» Records for this task:

*-*-*

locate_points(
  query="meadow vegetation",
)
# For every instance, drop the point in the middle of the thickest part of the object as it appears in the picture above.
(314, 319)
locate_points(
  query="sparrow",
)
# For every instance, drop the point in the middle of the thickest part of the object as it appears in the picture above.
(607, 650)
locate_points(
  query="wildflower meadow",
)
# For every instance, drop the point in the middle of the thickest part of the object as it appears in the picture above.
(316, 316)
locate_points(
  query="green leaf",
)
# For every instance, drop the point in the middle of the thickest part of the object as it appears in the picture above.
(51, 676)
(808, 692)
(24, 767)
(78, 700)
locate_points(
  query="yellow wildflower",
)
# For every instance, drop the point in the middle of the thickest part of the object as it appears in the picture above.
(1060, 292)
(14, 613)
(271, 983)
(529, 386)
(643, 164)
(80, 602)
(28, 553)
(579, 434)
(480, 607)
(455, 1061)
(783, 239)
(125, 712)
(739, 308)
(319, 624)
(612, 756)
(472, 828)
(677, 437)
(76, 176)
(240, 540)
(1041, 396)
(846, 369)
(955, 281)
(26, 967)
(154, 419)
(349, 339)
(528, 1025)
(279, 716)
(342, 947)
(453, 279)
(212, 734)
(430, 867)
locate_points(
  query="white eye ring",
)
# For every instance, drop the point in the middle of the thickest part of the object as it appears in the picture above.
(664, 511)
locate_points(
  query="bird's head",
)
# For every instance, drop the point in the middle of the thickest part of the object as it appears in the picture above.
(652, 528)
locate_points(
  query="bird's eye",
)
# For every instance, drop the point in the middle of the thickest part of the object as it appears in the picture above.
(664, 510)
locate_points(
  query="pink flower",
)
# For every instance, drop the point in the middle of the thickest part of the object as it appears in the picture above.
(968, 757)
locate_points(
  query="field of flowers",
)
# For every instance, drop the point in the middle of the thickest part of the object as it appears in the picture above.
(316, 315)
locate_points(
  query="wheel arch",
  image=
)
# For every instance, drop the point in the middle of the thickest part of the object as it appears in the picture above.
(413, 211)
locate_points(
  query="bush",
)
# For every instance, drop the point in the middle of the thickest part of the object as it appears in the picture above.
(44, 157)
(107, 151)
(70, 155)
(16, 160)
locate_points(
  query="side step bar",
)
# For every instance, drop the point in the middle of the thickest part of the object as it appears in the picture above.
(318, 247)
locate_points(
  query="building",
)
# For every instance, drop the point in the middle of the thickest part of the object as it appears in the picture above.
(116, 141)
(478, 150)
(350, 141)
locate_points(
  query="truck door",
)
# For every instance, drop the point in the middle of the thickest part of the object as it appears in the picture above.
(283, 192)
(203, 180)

*-*-*

» Set exercise: Write out the whole listing again, exactly as it stands.

» Task solution:
locate_points(
  query="meadow vegetation",
)
# For every instance, drop the point in the middle of the thickest part of the object as it appears in the picture above.
(314, 319)
locate_points(
  query="sparrow",
)
# For every instance, drop the point in the middle of the thickest part of the object as it appears in the picture above.
(607, 650)
locate_points(
  query="wildflower meadow",
)
# For every instance, drop the point in the middle of the thickest part of the object as it appears in the picture above.
(316, 316)
locate_points(
  query="green leaf",
)
# For every instance, drop the point in the middle of the thickest part of the object as it appears in the picture above.
(51, 676)
(808, 692)
(24, 767)
(78, 700)
locate_points(
  query="yellow wildflower",
)
# For every instance, drop the point in the middle of the thickest part of the object as it appears in the picture above.
(1060, 292)
(14, 613)
(271, 983)
(529, 386)
(643, 164)
(80, 602)
(28, 553)
(579, 434)
(480, 607)
(455, 1061)
(783, 239)
(125, 712)
(739, 308)
(319, 624)
(612, 756)
(472, 828)
(677, 437)
(76, 176)
(240, 540)
(1041, 396)
(846, 369)
(955, 281)
(26, 967)
(154, 419)
(349, 339)
(528, 1025)
(279, 716)
(342, 947)
(453, 279)
(212, 734)
(430, 867)
locate_points(
  query="white eye ring",
)
# For every instance, drop the point in the middle of the thickest part of the object as it appears in the picture above.
(664, 511)
locate_points(
  query="bird's head",
)
# For every instance, drop the point in the middle of the thickest part of the object as it appears in the picture above.
(652, 528)
locate_points(
  query="bird's eye",
)
# For every instance, drop the point in the middle of the thickest part of the object as it appears in the picture above.
(664, 510)
locate_points(
  query="pink flower",
)
# For every instance, drop the point in the middle of the thickest part of the object as it appears in the picture above.
(968, 757)
locate_points(
  query="field of flowers",
)
# For every instance, drop the point in the middle of the thickest part of the object as it appears in the picture above.
(316, 315)
locate_points(
  query="wheel arch",
  image=
)
# For every instance, drop the point in the middle of the thickest part of the object as it appears in the picture above.
(413, 211)
locate_points(
  query="bush",
)
# For every instance, drop the point in the middle of the thickest part of the object as it appears in the picture above.
(44, 157)
(107, 151)
(70, 155)
(16, 160)
locate_points(
  query="side step bar",
)
# For every instance, drop the point in the middle of the thickest part of the object as it appears in the picture above.
(318, 247)
locate_points(
  query="building",
)
# For every instance, drop the point in the middle of the thickest part of the object as it appears in the picture above.
(116, 141)
(478, 150)
(350, 141)
locate_points(
  query="truck door",
)
# For every instance, drop the point in the middle of the thickest part of the object as it appears in the picture above.
(283, 192)
(203, 180)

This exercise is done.